▸ Text segment:
Distributed data manager 302A will deserialize the received data
into an object format storing the object in its data store 304A and
returning the object or object reference to the requesting client
306A.
[0037] When a client communicates with an out-of-process node, the
communication will involve serialization/deserialization of data
since the communication crosses process boundaries. For example,
referring to FIG. 3, to store data in its out-of-process node,
out-of-process client 306B1 would serialize the data and send it to
its local distributed data manager 302B in out-of-process node
350B. Distributed data manager 302B would receive the serialized
data and store data in its data store 304B. In one embodiment, if
the distributed data manager 302 is configured for out-of-process
mode, the data would be stored "as is" in its serialized
format.
[0038] If an out-of-process client requests data, the data may be
returned to the client in serialized format and the client will
deserialize the data. For example, client 306B2 may request data
from its local distributed data manager 302B. If the data is
present in local data store 304B, distributed data manager 302B
will return the serialized data to client 306B2. Note that since
the data may already be stored in serialized format, distributed
data manager 302B will not need to perform additional serialization
on the data (although some serialization may be required for other
message components in the communication between distributed data
manager 302B and client 306B2). If the requested data is not
locally present it may be requested from another node. The
requested data will be received in a serialized format from another
node having the data. The data may then be locally stored "as is"
(serialized) by distributed data manager 302B and returned to
client 306B2.
[0039] Some nodes may not include a distributed data manager 302.
For example, node D of FIG. 3 illustrates an example of a node that
does not include a distributed data manager. However, such nodes
may still include one or more clients 306. Such nodes will
essentially operate as out-of-process nodes since the clients will
have to communicate across process boundaries to access data in the
distributed data system. Such clients may have their own local data
stores that are not part of the distributed data system (e.g. do
not participate in the data availability, load balancing, etc.
functionality provided by distributed data managers 302). Such
out-of-process nodes will receive and send data to other nodes in
the distributed data system in serialized format.
[0040] In one embodiment of the distributed data system 300 each
node is not aware of the operating mode (in-process or
out-of-process) of the other nodes. Each node may be responsible
for handling data accesses according to its configuration. A node
does not need to be aware of the node configuration when
communicating with other nodes since all inter-node communications
cross process boundaries and thus involve serialization of data at
the sending node. It may be up to the receiving node to decide how
to handle the data according to whether or not the node is an
in-process or out-of-process node.

▸ Rows:
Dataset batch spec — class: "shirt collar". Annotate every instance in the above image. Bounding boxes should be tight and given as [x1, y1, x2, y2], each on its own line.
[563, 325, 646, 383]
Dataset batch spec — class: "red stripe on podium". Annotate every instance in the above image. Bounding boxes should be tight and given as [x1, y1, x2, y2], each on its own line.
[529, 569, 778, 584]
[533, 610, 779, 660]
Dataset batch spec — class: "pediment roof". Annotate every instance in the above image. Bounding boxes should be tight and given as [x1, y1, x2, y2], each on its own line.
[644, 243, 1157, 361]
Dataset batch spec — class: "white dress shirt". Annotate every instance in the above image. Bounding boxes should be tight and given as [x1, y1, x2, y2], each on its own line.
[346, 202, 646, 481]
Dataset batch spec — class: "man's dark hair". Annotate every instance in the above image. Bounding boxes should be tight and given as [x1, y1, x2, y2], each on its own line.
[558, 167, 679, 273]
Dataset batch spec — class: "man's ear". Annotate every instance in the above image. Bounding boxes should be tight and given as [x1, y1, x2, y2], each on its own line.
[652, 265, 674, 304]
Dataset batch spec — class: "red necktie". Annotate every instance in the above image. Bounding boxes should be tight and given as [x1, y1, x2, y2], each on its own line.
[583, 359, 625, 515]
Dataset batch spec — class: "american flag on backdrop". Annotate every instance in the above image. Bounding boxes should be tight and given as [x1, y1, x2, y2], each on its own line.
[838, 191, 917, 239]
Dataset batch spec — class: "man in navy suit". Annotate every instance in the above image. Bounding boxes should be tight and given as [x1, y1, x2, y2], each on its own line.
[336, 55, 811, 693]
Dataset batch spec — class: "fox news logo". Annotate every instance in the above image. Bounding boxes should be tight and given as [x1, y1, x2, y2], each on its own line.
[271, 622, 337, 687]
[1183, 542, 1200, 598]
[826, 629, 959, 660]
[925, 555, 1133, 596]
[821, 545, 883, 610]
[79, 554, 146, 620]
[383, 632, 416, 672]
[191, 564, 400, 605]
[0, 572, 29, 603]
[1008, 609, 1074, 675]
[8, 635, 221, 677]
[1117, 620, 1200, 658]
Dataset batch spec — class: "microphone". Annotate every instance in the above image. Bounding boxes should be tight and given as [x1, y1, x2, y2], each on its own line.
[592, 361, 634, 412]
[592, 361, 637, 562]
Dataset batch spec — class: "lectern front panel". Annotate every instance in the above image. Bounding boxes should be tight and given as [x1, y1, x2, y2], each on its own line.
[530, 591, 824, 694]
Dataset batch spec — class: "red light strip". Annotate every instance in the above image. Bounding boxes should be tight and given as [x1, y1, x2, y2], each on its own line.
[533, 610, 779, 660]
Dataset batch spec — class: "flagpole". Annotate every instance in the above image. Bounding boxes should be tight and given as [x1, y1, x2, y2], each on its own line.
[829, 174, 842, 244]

▸ Aim 1: From the distributed data system excerpt, list every reference label that combines a number with a letter, such as 306B1.
▸ Aim 2: In the distributed data system excerpt, which node may decide how to handle data based on whether it is an in-process or out-of-process node?
The material is not needed for this work.

▸ Worked answer 1: 302A, 304A, 306A, 306B1, 302B, 350B, 304B, 306B2

▸ Worked answer 2: The receiving node.